| Exercise prompt |
Collect every line of the data below that contains the word "firewood". Case counts.

Contour labeling items:
_ _ _ _ _ _ _
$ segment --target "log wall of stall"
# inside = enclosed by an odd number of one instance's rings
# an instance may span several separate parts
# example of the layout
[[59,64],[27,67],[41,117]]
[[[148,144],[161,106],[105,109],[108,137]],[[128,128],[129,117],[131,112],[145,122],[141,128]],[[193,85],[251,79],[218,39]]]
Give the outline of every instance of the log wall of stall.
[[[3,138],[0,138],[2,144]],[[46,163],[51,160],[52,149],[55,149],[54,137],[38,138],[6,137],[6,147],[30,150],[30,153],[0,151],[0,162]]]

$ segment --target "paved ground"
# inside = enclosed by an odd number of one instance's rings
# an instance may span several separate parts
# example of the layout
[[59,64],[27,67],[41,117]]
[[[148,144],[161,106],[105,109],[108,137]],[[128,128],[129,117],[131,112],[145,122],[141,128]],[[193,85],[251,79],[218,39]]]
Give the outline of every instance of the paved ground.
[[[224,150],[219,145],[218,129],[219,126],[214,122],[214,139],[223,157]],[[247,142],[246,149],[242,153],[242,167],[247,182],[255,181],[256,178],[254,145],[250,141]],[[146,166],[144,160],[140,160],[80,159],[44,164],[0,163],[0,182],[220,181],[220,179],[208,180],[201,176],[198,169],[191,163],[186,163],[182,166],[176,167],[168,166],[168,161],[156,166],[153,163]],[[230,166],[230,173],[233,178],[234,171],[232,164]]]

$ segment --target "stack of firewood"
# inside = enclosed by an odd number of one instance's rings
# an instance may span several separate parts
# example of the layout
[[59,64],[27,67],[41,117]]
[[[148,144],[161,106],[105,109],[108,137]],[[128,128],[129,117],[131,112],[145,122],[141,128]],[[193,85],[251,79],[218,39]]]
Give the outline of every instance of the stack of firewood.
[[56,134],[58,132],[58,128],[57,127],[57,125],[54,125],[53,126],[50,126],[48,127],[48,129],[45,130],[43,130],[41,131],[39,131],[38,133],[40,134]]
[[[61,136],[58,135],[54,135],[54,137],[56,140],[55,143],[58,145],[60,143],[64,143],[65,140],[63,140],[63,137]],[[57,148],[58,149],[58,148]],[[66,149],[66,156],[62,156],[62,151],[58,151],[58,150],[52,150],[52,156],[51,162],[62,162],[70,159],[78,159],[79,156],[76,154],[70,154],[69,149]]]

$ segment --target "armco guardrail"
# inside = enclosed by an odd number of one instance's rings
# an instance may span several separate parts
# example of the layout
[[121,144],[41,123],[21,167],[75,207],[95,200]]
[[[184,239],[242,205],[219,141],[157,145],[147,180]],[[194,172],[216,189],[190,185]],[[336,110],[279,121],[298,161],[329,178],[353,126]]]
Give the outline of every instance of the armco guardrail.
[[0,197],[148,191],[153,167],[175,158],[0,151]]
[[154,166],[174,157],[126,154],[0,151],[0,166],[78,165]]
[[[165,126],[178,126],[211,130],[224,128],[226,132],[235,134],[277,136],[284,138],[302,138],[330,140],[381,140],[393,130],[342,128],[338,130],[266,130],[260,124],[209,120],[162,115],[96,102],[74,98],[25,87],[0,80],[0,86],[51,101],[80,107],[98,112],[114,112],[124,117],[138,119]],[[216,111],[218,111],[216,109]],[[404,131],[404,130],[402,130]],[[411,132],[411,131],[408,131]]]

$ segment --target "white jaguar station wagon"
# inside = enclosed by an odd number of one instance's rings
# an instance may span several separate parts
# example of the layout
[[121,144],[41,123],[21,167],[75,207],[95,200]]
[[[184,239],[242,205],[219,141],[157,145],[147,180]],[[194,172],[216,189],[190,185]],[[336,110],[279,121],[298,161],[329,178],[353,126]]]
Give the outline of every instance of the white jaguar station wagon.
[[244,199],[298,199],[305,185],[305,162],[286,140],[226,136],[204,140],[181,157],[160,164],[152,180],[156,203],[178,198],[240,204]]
_ _ _ _ _ _ _
| Solution to the exercise |
$ segment --target "stack of firewood"
Give the outline of every instance of the stack of firewood.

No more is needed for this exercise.